About this exercise:
Go line by line through the entries and show those that hold the string "building".

Saved entries:
══════

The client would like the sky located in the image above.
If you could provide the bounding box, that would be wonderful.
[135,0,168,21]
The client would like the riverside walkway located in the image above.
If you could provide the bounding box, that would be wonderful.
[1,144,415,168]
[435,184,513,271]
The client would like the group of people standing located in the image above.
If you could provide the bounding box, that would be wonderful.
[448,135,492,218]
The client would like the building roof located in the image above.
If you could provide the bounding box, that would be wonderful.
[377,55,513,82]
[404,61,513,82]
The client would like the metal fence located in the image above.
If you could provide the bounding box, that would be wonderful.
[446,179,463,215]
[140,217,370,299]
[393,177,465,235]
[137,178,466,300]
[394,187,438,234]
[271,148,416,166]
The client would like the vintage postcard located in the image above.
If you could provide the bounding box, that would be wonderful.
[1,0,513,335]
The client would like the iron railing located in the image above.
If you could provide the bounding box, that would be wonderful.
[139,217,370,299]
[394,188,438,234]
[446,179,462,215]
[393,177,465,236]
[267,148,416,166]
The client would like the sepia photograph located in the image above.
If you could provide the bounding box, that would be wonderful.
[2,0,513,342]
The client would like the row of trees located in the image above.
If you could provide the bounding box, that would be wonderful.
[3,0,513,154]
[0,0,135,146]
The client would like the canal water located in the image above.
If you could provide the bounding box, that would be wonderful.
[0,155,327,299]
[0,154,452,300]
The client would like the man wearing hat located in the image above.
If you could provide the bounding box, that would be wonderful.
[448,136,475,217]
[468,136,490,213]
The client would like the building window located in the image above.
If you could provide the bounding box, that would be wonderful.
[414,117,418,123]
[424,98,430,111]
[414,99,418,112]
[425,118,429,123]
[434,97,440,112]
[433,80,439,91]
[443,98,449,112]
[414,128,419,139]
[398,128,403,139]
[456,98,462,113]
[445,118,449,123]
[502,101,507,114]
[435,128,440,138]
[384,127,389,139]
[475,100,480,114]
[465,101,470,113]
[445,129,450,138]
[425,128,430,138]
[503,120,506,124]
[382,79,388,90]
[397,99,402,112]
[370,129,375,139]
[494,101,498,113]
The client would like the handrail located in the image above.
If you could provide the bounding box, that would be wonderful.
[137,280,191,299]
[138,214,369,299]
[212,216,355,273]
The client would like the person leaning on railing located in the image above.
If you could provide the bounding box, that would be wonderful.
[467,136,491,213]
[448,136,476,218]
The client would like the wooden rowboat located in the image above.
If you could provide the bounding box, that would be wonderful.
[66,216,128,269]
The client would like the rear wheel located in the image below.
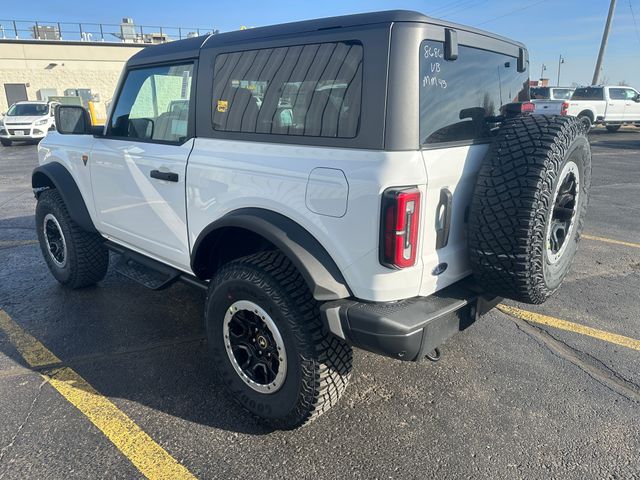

══════

Task solution:
The client would like the building roof located in the image above.
The client would like the building window located in the image above.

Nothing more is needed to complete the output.